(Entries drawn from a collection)
+-------+

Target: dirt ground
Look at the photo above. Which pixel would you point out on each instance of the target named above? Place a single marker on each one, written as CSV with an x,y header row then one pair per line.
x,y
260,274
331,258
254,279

+-------+

Please reproduce every line of the records above verbatim, changing nothing.

Target: dirt ground
Look at the photo above. Which pixel would you point out on each instance of the target named above? Place a single marker on each one, written as CSV with an x,y header row then one pair per line.
x,y
260,274
331,258
254,279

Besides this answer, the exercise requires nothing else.